## Action item
Continue the report on Friday's trading at the Pakistan Stock Exchange, picking up after its last sentence.

:: Text section ::

After some negative sessions, bulls returned to the Pakistan Stock Exchange (PSX) on Friday, as its benchmark KSE-100 gained 486 points to close above 78,000.
Bulls managed to maintain their grip in the market, helping the index close in the green.
At close, the benchmark index settled at 78,225.98, up by 485.68 points or 0.62%.
The sectors that contributed in the positive included power, E&Ps, banks, technology, OMCs, fertiliser, chemical, and pharma. However, cement and auto sectors closed in the red.
“The cement sector saw a decline due to news of increased royalties for limestone and argillaceous minerals used in cement production,” brokerage house Ismail Iqbal Securities said in its post-market report.
On Thursday, the KSE-100 closed lower by 147 points after mixed trading.
On a week-on-week basis, the KSE-100 closed slightly higher by 0.25%.
“Major events during the outgoing week included the SBP’s monetary policy announcement to reduce the policy rate by 100bps to 19.5%, Fitch Ratings upgrading Pakistan’s Long-Term Foreign-Currency Issuer Default Rating (IDR) to ‘CCC+’ from ‘CCC’, CPI Inflation for July 2024 clocking in at 11.1% YoY as compared to 12.6% in June 2024, and Pakistan’s trade deficit for July 2024 coming in at $1.94bn down by 19% MoM,” another brokerage house Topline Securitie said.

:::
:: Data listing ::

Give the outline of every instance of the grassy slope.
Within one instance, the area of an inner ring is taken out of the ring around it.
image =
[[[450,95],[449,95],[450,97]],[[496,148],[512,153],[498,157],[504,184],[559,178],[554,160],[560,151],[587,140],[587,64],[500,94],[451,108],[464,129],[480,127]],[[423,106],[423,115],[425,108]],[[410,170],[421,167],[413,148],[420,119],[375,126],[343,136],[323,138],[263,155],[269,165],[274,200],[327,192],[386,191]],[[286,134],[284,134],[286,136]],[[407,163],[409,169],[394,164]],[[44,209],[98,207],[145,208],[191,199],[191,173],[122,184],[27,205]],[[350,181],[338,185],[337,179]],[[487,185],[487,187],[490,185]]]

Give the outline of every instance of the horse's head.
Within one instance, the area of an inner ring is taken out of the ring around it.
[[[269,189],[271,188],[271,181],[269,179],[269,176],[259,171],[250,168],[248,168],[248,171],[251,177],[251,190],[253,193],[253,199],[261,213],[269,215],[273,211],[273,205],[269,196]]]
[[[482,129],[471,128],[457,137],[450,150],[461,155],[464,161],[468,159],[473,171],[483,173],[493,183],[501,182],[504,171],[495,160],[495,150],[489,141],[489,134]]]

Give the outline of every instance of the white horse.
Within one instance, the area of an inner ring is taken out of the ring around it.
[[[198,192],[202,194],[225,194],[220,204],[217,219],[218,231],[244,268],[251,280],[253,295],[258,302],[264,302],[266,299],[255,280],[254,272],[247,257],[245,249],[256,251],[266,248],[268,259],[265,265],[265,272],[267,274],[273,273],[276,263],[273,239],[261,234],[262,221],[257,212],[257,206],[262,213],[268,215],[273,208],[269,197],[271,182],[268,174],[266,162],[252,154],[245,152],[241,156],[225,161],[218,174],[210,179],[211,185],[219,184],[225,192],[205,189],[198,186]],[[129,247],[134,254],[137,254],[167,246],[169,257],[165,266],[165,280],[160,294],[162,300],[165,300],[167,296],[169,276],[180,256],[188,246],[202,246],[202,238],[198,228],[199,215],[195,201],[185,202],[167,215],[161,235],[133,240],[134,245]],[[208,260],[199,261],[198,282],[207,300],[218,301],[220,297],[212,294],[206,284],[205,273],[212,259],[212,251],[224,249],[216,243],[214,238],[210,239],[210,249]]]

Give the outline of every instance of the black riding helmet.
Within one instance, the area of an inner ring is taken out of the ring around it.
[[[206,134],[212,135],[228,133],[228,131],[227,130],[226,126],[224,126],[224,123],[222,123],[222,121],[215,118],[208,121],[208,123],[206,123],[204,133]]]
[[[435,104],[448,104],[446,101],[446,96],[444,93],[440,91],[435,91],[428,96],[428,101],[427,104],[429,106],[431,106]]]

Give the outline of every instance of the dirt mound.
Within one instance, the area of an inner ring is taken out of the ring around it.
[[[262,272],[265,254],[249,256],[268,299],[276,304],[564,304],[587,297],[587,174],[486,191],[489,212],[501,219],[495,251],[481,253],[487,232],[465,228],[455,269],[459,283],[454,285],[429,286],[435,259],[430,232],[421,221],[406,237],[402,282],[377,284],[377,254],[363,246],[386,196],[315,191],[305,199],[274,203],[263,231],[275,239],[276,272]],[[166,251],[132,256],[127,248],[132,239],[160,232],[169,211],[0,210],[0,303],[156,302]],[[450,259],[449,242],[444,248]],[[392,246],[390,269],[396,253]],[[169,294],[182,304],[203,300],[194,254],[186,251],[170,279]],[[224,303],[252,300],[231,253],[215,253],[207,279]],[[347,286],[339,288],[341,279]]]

:::

## Reply
Globally, Asian shares and US Treasury yields slid while the Swiss franc and Japanese yen rose on safety bids on Friday after weaker-than-expected US factory data sparked fears of a worsening economic outlook.
A measure of US manufacturing activity dropped to an eight-month low in July amid a slump in new orders, data on Thursday showed, coming just after separate figures revealed the number of Americans filing new applications for unemployment benefits increased to an 11-month high last week.
MSCI’s broadest index of Asia-Pacific shares outside Japan slumped 0.8% in early Asia trade, tracking a sharp selloff on Wall Street. US stock futures also extended their declines, with Nasdaq futures losing 0.6% while S&P 500 futures fell 0.4%.
Meanwhile, the Pakistani rupee registered marginal improvement against the US dollar, appreciating 0.06% in the inter-bank market on Friday. At close, the currency settled at 278.5, a gain of Re0.16, against the greenback.